EXTRAIT FOURNI

= = =

Les lecteurs s’amuseront également aux allusions à différentes références littéraires. Jeanne ressemble comme deux gouttes d’eau à l’héroïne de Couvre-toi, un album de Françoise Rogier dans lequel le doudou lapin tient également une place. Dans une interview accordée au site objectif plumes l’auteure affirme sa fascination pour Le petit chaperon rouge, une accroche qu’on retrouve avec le pull rouge de l’enfant et son premier adversaire, un loup féroce. Sur son chemin Jeanne croise les trois petits cochons, le monstre de Maurice Sendack dans Max et les maximonstres. Le livre De la petite taupe qui voulait savoir qui lui avait fait sur la tête, posé nonchalamment sur son lit, peut facilement être rapproché de la taupe qui creuse un tunnel parallèle à celui de Jeanne.

= = =

DONNÉES FOURNIES
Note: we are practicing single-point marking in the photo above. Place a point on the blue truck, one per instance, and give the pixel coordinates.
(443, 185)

= = =

LISTE DES EXERCICES
1 > Extrayez de l'extrait fourni le passage qui commence par « Les lecteurs s’amuseront » et se poursuit jusqu'à « celui de Jeanne. ».
2 > D'après l'extrait fourni, quel est le premier adversaire de l'enfant ?

RÉPONSES PROPOSÉES
1 >
Les lecteurs s’amuseront également aux allusions à différentes références littéraires. Jeanne ressemble comme deux gouttes d’eau à l’héroïne de Couvre-toi, un album de Françoise Rogier dans lequel le doudou lapin tient également une place. Dans une interview accordée au site objectif plumes l’auteure affirme sa fascination pour Le petit chaperon rouge, une accroche qu’on retrouve avec le pull rouge de l’enfant et son premier adversaire, un loup féroce. Sur son chemin Jeanne croise les trois petits cochons, le monstre de Maurice Sendack dans Max et les maximonstres. Le livre De la petite taupe qui voulait savoir qui lui avait fait sur la tête, posé nonchalamment sur son lit, peut facilement être rapproché de la taupe qui creuse un tunnel parallèle à celui de Jeanne.

2 > Un loup féroce.